-- begin TEXT SECTION --

They were a bit sad when you bought it, so they rushed out the book to get their story out there when you took them over and they disappeared. Can I suggest this, that you read whatever Joyce serves up, having cooperated, and then you commission Gideon to do the official history and base it on all the great work he did with Bankers Trust earlier on. I'll come back with a second question after you answer that.
Interesting question. Thank you. I'll consider that possibility. I think we'd probably say that not that we're seeking to be uncooperative, but we're mainly focused on running the business rather than writing stories. I don't know if you want to add anything on that, Shemara, or not.
There's nothing to add. Thank you for the comments.
Okay, next question, Steven.
I'm actually reading out one I asked last year. Macquarie's constitution mentions 10 as being the maximum number of directors, and we currently, I think, have nine or 10. Macquarie is one of the only ASX 100 companies with no constitutional room for board expansion to accommodate non-board endorsed external candidates.
Will you consider amending the constitution at next year's AGM to either adopt the Rio Tinto model of having no board size cap or matching AMP's cap of 16, ANZ's 15, BHP's 20, Scentre Group's 16, Westpac's 15, or the many listed companies which have a maximum of 12 directors? 'Cause a couple times in the past when I've run for the board, you've done the old, "Sorry, sir, there's no room in the inn." And then, even if I got 100% in favor, I'd still lose, 'cause you'd use the chairman's proxies to get me down 96 and you'd say, "Sorry, those two got 98. You only got 96. There's no room in the inn. You're out." So for a 50% majority to be satisfied, you need headroom in the constitution. You don't have headroom currently.
It is normal to have headroom. Dennis always says no, but Dennis is now leaving. I'm asking if you could actually do this one for next year. Finally, a bouquet. For years, you did the placement refresh resolution. You'd do a placement, and then you'd seek shareholder approval for a refresh. You've stopped it. Well done. You didn't need to do it. You can raise AUD 10 billion a year under the 15% threshold, so it was a wasted resolution that created the impression you were about to do a super jumbo placement, and you've stopped it. Dennis, for small mercies, many thanks for getting around on that one.
Right. Well, thank you very much for that. I think the substantive question is the size of the board. The size of the board's actually gone up and down since I've been on it. The corporate governance statement notes the board has resolved for a maximum number to be 12 where needed. I think we do have headroom. I'm not a person myself who's in the camp of bigger and bigger is always better. I think we have adequate headroom to appoint new directors where we think that person's gonna make a significant contribution to the company. I don't think caps have actually prevented us from making good appointments where we thought there was one to be made. Thank you for your comment, and I will reflect on it.
Could I have the next question, please?
Chair, there are no further questions.
The last one, Stephen.

-- end TEXT SECTION --
-- begin LISTED RECORDS --

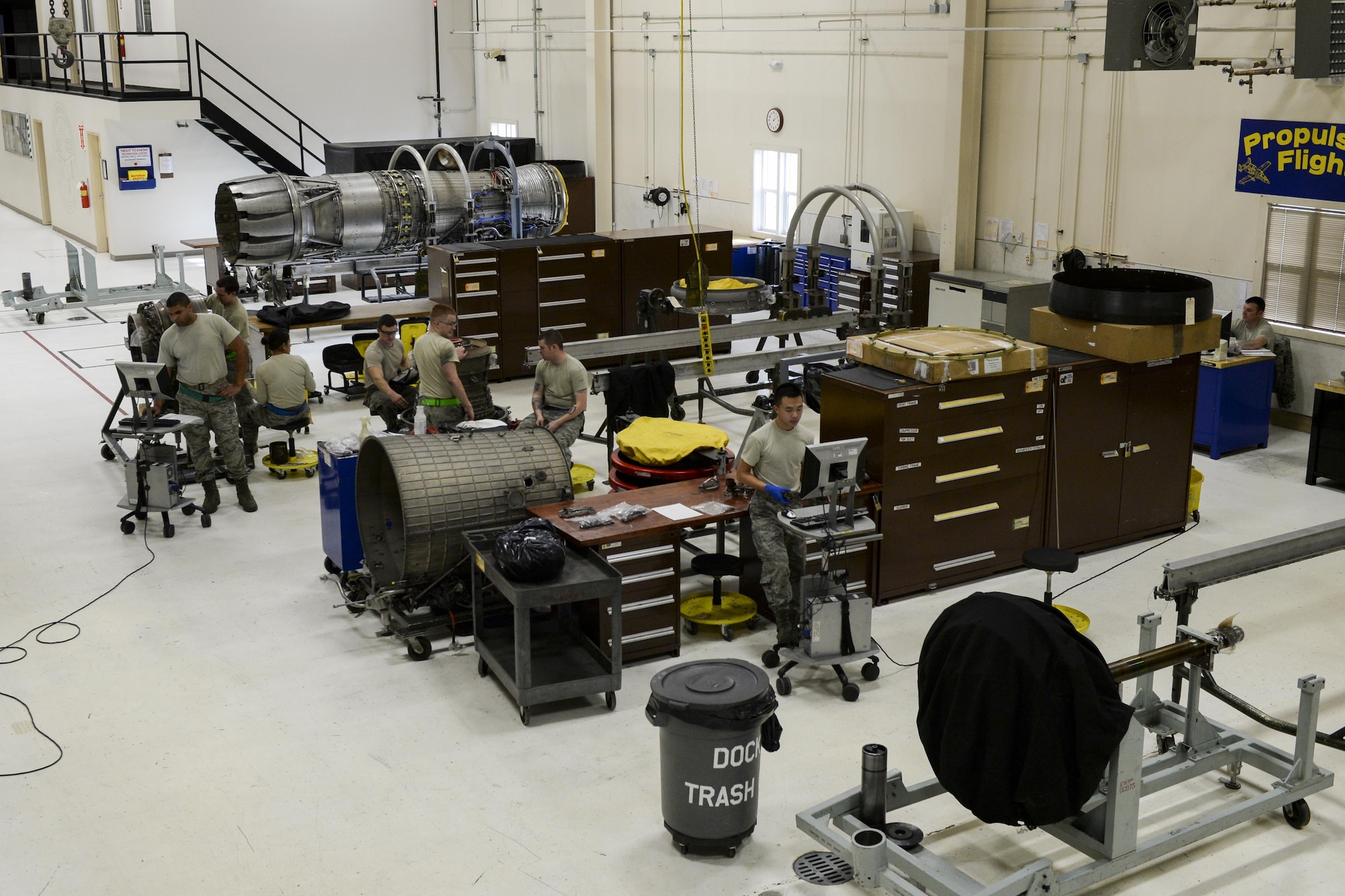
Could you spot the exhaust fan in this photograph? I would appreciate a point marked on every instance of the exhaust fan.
(1151, 36)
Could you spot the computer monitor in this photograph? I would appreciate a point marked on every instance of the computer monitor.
(832, 462)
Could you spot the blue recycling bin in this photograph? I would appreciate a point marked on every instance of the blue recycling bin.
(337, 497)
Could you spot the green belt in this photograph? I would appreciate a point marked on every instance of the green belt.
(201, 396)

-- end LISTED RECORDS --

## WORK TO DO:
a. In the Macquarie meeting transcript, why does the shareholder call the placement refresh resolution a wasted one?
b. Extend the Macquarie shareholder meeting transcript from the point where it stops.

## EXERCISE ANSWERS:
a. The company could raise AUD 10 billion a year under the 15% threshold without it, so the resolution was unnecessary. It also created the impression that a super jumbo placement was about to happen.

b.
I'm very happy that you've been appointed the chair. The only blot on the copy book which I do think is reasonable to raise is the Note Printing Australia scandal where the RBA was making facilitation payments to various Third World countries and interesting middlemen. The RBA got the full Baker McKenzie treatment from The Age and The Sydney Morning Herald, and that was before they owned Channel Nine and could have done you over on 60 Minutes as well. Now, when they do the full front page and 60 Minutes, hello James Packer and Crown. You know, it's not good. I actually think the RBA got away with one there because the rest of the media, for some crazy reason, didn't follow up on what was an incredible story.
I'd like you to reflect on your side of the story about that scandal, where the RBA 50% shareholder in Note Printing Australia was bribing people all over the world over printing contracts. My second question is the political donations one. Macquarie continues to give six figures in donations, not cash, but you pay to go to lots of events. Many companies, Aristocrat Leisure, BHP, Rio Tinto, have a zero payments policy. We don't pay for events, no cash for access deals. We are clean.
Given that we have borrowed AUD 11.3 billion from the government at 0.1% when everyone else is copping rising interest rates and we've got a nice three year term, is it time for you as the new chair to draw a line and say, "Macquarie will not give a dollar in political donations ever again," like best practice from many other large ASX 50 companies?
Well, as I understand it, our engagement with the political process consists of paying to attend events or memberships of forums. I don't think we make substantive contributions at all to political parties. We're transparent about what the expenditure has been and conservative in our disclosure approach. Any contributions are disclosed to the Electoral Commission and so on. I think we're in an okay place there. You know, for what it's worth, my personal view is no, I'm not interested in making contributions to political parties. There is a case for attending events where that's in the interest of the business, and that's, I think, what's happening. On the NPA security things, these are events alleged to have taken place as far back as 2004.
The legal process has exhaustively run its full course there. The outcomes are what they are as a matter of public record. I don't have anything further to say about those things beyond what I said about them in 2009, 2010 and 2012, as I recall. There was a question there, sir. Yes?
Just a supplementary claim about donations.
Who'd have thought?
Who would've thought? Yes. A Labor bloke turning up at a capitalist meeting, you might well say. Why I raise is that I think that what he raised, in view of your personal comment that you're not really interested. In South Australia, where I come from, the new premier has announced in the election campaign that he will move legislation to ban all donations from anybody, including trade unions, companies, individuals. I think the ceiling will be AUD 100 or something to political parties.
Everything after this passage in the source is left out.